_WORK ITEM_
Within this material, find every line where the string "pile" appears, and copy it out.

_DATA SUPPLIED_

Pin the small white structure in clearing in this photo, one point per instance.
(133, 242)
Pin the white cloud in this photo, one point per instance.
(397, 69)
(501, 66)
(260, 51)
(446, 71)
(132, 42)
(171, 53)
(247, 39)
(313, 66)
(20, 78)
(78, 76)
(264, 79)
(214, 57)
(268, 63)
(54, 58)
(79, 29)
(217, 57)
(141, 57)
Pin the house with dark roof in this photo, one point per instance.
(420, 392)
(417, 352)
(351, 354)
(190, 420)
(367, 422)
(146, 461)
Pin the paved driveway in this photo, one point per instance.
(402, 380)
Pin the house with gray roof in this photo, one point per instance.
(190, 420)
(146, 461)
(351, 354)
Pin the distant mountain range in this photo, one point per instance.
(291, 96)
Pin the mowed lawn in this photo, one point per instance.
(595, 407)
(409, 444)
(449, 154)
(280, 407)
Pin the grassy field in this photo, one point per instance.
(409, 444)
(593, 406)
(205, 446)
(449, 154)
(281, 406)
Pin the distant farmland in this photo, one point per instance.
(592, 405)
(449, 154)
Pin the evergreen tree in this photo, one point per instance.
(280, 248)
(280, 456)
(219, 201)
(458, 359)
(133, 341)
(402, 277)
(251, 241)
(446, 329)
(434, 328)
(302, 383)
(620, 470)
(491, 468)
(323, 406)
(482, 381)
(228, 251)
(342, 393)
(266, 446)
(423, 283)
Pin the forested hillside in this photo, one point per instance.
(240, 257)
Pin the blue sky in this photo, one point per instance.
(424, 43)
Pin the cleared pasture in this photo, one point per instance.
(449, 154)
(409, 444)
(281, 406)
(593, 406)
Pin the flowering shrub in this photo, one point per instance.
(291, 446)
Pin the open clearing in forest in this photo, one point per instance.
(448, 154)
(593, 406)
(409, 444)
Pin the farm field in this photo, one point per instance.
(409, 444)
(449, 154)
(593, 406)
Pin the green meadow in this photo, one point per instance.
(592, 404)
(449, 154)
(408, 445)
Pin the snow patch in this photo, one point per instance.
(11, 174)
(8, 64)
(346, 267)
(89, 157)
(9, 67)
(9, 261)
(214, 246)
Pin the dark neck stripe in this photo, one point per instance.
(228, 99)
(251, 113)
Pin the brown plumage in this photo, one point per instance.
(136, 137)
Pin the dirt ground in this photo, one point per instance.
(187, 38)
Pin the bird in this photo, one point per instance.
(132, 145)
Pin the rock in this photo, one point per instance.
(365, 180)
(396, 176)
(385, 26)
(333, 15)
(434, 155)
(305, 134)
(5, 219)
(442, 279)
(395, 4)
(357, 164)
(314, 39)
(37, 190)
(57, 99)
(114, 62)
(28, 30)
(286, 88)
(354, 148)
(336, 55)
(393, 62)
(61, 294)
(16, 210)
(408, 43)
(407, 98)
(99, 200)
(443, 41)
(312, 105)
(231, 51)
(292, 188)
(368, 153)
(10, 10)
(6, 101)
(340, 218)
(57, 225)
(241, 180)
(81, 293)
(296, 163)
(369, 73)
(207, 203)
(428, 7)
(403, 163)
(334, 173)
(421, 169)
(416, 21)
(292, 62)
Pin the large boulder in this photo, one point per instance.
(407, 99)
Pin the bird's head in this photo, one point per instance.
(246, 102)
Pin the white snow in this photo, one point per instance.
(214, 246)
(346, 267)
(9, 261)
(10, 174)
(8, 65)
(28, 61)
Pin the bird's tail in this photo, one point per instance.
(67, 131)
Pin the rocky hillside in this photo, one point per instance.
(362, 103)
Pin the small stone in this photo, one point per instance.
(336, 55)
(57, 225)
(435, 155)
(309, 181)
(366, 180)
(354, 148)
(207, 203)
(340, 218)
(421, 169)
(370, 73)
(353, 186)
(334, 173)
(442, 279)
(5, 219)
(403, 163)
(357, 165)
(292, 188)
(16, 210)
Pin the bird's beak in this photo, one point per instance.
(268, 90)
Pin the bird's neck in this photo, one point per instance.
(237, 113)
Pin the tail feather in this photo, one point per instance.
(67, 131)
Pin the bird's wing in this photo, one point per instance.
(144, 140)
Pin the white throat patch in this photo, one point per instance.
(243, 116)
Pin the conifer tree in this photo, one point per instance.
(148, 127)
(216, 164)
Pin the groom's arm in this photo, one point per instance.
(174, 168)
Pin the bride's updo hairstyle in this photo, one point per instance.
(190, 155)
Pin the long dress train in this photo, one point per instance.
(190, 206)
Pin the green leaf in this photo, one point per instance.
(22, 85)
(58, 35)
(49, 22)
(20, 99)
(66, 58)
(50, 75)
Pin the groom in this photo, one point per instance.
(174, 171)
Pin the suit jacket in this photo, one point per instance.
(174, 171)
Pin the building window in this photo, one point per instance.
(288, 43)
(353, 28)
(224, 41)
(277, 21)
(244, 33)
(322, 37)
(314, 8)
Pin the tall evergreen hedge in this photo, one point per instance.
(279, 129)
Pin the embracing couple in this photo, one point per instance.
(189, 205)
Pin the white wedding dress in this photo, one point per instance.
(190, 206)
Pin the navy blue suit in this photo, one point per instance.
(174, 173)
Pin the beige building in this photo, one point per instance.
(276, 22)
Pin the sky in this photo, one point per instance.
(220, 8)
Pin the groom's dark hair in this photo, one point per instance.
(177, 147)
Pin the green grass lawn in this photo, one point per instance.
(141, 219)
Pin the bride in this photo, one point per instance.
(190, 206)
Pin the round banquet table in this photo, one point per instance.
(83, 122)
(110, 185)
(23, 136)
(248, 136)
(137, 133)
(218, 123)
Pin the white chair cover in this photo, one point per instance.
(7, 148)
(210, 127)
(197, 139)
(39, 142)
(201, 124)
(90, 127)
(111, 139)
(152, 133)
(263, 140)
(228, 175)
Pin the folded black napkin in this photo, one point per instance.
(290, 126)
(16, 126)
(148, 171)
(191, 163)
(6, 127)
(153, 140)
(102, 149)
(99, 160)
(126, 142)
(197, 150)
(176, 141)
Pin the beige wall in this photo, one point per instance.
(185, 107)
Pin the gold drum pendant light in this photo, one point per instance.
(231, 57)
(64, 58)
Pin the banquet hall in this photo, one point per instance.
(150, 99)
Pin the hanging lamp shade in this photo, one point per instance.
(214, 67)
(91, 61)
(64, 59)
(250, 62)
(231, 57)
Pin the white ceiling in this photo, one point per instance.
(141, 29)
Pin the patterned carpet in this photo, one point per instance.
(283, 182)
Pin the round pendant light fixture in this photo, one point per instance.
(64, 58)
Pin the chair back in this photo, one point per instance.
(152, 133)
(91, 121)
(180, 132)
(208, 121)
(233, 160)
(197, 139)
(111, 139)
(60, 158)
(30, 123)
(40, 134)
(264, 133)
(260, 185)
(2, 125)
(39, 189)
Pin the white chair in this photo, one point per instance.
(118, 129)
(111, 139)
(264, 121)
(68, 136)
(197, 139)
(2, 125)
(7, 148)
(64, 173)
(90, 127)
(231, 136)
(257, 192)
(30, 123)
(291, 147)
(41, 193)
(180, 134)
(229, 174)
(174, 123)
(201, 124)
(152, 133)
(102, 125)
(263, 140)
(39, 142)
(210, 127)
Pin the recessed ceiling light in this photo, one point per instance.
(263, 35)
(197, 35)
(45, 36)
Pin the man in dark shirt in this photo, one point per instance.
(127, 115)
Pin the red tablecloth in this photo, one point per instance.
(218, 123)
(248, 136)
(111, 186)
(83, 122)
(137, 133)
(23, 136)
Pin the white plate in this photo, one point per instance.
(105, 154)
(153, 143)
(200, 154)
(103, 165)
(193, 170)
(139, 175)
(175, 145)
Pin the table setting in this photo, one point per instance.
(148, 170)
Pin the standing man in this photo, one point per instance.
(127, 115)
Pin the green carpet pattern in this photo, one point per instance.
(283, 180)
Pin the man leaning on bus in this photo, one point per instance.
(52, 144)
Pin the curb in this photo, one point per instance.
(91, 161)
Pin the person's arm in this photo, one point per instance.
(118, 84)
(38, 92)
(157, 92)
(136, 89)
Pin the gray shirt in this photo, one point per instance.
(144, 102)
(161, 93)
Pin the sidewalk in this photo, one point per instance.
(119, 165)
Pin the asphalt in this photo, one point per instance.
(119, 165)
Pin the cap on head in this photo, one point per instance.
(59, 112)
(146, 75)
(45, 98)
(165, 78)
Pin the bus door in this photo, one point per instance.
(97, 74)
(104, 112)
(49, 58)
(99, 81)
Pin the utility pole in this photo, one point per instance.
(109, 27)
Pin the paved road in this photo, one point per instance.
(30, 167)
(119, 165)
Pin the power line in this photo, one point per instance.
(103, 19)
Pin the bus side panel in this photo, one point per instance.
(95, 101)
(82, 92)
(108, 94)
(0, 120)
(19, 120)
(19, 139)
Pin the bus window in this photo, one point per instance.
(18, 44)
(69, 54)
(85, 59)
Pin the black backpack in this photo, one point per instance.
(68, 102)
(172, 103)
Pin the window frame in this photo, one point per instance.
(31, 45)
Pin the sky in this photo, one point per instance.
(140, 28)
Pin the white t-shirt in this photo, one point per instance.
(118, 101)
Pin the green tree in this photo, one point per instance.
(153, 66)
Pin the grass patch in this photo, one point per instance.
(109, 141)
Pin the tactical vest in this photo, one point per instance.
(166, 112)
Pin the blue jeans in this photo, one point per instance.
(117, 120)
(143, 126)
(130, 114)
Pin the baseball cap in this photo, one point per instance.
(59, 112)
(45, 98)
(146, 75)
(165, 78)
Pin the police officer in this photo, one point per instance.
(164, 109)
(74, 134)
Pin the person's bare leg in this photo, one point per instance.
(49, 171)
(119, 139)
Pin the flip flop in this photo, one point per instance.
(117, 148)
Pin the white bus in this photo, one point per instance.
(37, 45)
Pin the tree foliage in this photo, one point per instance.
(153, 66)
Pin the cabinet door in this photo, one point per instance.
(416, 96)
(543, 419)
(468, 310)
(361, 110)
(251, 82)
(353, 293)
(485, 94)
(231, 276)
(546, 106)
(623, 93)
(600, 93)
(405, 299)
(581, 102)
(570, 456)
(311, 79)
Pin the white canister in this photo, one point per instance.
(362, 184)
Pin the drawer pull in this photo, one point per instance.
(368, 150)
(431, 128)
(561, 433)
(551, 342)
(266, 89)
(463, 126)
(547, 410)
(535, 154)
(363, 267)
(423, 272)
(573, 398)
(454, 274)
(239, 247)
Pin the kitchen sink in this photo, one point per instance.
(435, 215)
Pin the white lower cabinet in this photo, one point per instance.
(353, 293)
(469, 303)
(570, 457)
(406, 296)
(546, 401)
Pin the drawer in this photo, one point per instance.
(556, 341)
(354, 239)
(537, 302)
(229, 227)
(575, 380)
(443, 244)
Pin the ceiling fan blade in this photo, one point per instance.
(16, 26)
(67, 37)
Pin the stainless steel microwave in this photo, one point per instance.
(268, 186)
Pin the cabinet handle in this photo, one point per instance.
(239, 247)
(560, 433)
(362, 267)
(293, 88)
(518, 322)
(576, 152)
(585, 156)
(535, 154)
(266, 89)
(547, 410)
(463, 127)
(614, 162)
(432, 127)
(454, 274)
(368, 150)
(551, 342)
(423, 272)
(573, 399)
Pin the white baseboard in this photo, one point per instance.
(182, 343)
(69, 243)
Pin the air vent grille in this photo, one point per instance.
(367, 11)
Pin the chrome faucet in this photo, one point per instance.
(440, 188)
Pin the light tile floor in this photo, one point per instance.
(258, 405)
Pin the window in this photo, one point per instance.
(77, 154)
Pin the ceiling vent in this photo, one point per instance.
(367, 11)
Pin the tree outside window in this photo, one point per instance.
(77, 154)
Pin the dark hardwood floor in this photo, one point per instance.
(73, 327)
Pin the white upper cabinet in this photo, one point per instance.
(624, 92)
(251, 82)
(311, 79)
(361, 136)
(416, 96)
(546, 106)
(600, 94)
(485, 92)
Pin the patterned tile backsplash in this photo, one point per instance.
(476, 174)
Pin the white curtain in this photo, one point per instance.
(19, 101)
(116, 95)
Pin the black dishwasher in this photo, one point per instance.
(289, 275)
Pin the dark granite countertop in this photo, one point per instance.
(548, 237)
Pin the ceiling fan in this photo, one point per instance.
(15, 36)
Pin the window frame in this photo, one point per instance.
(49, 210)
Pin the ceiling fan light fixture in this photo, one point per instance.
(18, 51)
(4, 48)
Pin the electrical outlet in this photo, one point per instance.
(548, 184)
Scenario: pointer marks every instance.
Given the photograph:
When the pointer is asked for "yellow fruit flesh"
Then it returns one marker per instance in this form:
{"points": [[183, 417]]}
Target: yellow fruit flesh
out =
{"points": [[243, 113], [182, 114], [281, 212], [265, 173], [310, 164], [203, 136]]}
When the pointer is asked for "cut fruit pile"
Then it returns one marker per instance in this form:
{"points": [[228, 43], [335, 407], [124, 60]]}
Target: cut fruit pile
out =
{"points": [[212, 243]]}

_RESPONSE AREA_
When the pointer is asked for "cut fruit pile"
Target: cut fruit pile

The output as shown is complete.